**Task goal**
Turn the records below into a numbered list with one line per number, skipping blank lines and leaving out the pictures.
# Dataset extract start
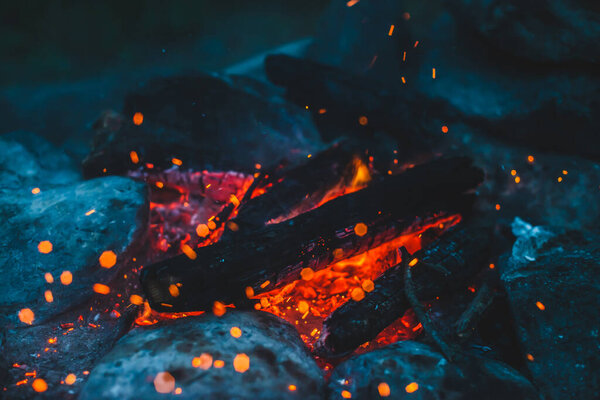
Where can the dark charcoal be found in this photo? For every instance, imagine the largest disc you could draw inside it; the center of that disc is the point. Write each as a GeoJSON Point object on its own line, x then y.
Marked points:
{"type": "Point", "coordinates": [561, 272]}
{"type": "Point", "coordinates": [205, 122]}
{"type": "Point", "coordinates": [406, 362]}
{"type": "Point", "coordinates": [462, 252]}
{"type": "Point", "coordinates": [278, 358]}
{"type": "Point", "coordinates": [58, 215]}
{"type": "Point", "coordinates": [278, 252]}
# Dataset extract end
**Finished task**
1. Where can the dark charcoal be found in this photo? For every instance, imagine the largest disc you could draw inside it; the center of that disc is the point. Write each as a GeoJSON Point object on its own line, x then y.
2. Marked points:
3. {"type": "Point", "coordinates": [561, 272]}
4. {"type": "Point", "coordinates": [205, 122]}
5. {"type": "Point", "coordinates": [406, 362]}
6. {"type": "Point", "coordinates": [462, 252]}
7. {"type": "Point", "coordinates": [278, 358]}
8. {"type": "Point", "coordinates": [58, 215]}
9. {"type": "Point", "coordinates": [278, 252]}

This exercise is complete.